Required work -
1. From the RT-qPCR methods text, list every method used to confirm singularity and correct product identification.
2. Condense the paragraph of the RT-qPCR methods text that begins "Total RNA samples used in microarray analysis" into a short bulleted list that keeps its main facts.
3. In the RT-qPCR methods text, reproduce everything from "Total RNA samples" down to "sequence by BLAST.".

Document segment -

Reverse-transcription Quantitative Polymerase Chain Reaction (RT-qPCR)

Total RNA samples used in microarray analysis were used for RT-qPCR. Single-stranded cDNA was synthesized from 4 μg total RNA using SuperScript® III First-Strand Synthesis System for RT-PCR (Invitrogen), as per manufacturer's instructions. Briefly, total RNA was incubated for 50 min at 50°C with 5 μM oligo(dT20) primers. Each sample was then diluted 10 fold to prepare for qPCR. Four genes of interest (GOI) were selected for potential ecological relevance. Amplicons were designed within 500 base pairs of the 3' end of the coding sequence for each GOI in conserved regions between Atlantic salmon and rainbow trout (O. mykiss), and checked for specificity of sequence by BLAST.

Primer efficiency was tested by a standard curve of experimental sample cDNA synthesized as described above. The standard curve was generated from an initial 10-fold diluted sample which was then used as the starting point for a two-fold, 6 point serial dilution series. qPCR amplification was performed with SYBR GreenER™ qPCR SuperMix Universal master mix, as per manufacturer's instructions (Invitrogen), in 20 μL reaction volumes containing 400 μM primers on an Mx3000P™ thermal cycler (Agilent) with the following thermal regime: 95°C for 7 min (1 cycle); 95°C for 30 s, 60°C for 1 min, 72°C for 30 s (40 cycles); followed by a melt curve of 95°C for 30 s reading at every 0.5°C increment. Singularity and correct product identification was determined by agarose gel electrophoresis, melt curve analysis, and amplicon sequencing. Primer sequences, correlation with dilution series (R2), and efficiency values are presented in Table 4.

Table 4 Gene descriptions, primer sequences, efficiency, and R2 for each gene quantified with RT-qPCR.

For each GOI, biological replicates were run in quadruplicate on one plate with 9 and 10 biological replicates for lake-type and riverine ecotype conditions, respectively. Clear outlier technical replicates (> 0.2 Ct values from the other replicates) were removed from analysis. If one biological replicate had two technical replicates indicating one Ct value and the other two indicated a different Ct value, none were removed, as the correct pair could not be discerned. The replicate variability was within 0.5 Ct for 110 of 114 sample-target combinations. All NTC did not indicate the melt temperature of the GOI amplicon, and 5 of 6 investigated genes had more than 7 Ct between the average NTC Ct and the most dilute unknown sample (troponin I, slow skeletal muscle was only 3.8 Ct from the average NTC primer dimer; SABiosciences). Additionally, all GOIs were contained within the standard curve dilution series, with the exception of one malate dehydogenase sample which was more dilute than the most dilute point of the dilution series, and troponin I, slow skeletal muscle, which contained 3 samples more concentrated than the dilution series (all within 1.5 Ct of the most concentrated), and 8 samples less concentrated than the dilution series (all within 2 Ct of the least concentrated).

Listed entries -
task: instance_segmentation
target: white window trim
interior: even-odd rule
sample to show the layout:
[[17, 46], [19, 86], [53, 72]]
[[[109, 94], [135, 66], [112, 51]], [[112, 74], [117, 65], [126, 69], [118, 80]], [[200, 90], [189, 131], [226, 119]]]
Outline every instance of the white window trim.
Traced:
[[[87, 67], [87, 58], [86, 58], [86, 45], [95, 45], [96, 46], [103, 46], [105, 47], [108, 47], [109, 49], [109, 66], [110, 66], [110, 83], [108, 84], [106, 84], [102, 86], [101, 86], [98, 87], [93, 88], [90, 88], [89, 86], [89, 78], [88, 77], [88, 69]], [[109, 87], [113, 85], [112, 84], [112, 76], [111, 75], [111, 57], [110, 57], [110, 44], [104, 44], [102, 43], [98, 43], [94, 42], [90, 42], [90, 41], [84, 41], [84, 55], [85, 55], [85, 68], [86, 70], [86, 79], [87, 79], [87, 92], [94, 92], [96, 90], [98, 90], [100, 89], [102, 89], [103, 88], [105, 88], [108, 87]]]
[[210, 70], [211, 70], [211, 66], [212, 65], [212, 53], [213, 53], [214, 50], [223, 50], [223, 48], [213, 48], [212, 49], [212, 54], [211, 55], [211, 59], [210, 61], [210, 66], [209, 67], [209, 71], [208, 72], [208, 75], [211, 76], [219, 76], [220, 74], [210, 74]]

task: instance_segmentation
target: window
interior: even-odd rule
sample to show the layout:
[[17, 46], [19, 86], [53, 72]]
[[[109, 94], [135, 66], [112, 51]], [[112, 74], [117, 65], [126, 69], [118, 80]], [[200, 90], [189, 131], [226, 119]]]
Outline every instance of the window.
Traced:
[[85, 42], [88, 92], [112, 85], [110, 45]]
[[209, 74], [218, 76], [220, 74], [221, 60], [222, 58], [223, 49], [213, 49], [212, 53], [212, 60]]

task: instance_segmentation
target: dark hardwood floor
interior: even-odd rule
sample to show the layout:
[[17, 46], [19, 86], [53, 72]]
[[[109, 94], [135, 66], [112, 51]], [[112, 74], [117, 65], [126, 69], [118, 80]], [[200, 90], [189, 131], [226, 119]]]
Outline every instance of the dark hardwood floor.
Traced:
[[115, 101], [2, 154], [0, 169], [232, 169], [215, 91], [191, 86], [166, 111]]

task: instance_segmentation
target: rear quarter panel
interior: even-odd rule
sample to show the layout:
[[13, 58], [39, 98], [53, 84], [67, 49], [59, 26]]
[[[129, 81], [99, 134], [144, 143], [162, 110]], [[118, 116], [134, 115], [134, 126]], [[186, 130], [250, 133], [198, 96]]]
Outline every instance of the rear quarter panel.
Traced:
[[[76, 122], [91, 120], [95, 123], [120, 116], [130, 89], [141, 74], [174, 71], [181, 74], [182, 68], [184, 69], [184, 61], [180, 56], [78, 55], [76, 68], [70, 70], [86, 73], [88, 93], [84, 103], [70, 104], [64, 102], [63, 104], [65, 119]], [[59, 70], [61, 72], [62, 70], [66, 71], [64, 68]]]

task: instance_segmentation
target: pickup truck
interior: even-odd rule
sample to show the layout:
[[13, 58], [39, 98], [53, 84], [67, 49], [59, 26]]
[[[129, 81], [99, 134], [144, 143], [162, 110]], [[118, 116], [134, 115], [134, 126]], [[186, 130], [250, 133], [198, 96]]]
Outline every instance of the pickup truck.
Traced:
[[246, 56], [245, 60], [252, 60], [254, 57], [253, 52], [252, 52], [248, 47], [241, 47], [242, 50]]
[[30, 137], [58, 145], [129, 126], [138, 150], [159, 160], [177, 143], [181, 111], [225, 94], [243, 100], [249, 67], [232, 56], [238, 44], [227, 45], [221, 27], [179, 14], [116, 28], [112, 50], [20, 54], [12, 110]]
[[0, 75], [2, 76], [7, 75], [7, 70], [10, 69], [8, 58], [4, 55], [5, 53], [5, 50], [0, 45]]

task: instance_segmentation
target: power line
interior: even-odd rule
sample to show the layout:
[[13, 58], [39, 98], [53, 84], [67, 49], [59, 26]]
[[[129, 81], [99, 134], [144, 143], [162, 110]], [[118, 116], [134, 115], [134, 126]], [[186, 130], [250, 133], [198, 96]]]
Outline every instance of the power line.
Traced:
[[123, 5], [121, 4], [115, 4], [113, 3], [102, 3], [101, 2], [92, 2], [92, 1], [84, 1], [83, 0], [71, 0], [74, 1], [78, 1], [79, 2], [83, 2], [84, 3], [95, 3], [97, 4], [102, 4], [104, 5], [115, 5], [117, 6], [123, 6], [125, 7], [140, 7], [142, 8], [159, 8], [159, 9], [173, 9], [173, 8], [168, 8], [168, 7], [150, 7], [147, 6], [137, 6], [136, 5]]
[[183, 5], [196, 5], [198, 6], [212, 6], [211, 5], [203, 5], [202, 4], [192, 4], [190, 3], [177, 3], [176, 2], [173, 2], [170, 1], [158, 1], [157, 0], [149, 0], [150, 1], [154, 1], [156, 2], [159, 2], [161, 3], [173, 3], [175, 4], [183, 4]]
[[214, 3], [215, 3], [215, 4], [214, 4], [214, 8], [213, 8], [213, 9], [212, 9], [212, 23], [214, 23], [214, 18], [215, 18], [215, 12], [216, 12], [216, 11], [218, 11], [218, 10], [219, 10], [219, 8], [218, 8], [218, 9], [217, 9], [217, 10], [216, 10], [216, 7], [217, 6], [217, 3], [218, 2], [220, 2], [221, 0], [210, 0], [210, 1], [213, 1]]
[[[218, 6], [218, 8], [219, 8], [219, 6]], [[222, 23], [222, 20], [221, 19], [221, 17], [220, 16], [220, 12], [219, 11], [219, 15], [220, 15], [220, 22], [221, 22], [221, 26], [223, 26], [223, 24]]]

Responses -
1.
- Agarose gel electrophoresis
- Melt curve analysis
- Amplicon sequencing

2.
- RT-qPCR used the same total RNA samples as the microarray analysis.
- Single-stranded cDNA was synthesized from 4 μg total RNA with the SuperScript® III First-Strand Synthesis System for RT-PCR (Invitrogen), following the manufacturer's instructions.
- RNA was incubated for 50 min at 50°C with 5 μM oligo(dT20) primers.
- Each sample was diluted 10-fold for qPCR.
- Four genes of interest (GOI) were chosen for potential ecological relevance.
- For each GOI, amplicons were designed within 500 base pairs of the 3' end of the coding sequence, in regions conserved between Atlantic salmon and rainbow trout (O. mykiss).
- Sequence specificity was checked by BLAST.

3.
Total RNA samples used in microarray analysis were used for RT-qPCR. Single-stranded cDNA was synthesized from 4 μg total RNA using SuperScript® III First-Strand Synthesis System for RT-PCR (Invitrogen), as per manufacturer's instructions. Briefly, total RNA was incubated for 50 min at 50°C with 5 μM oligo(dT20) primers. Each sample was then diluted 10 fold to prepare for qPCR. Four genes of interest (GOI) were selected for potential ecological relevance. Amplicons were designed within 500 base pairs of the 3' end of the coding sequence for each GOI in conserved regions between Atlantic salmon and rainbow trout (O. mykiss), and checked for specificity of sequence by BLAST.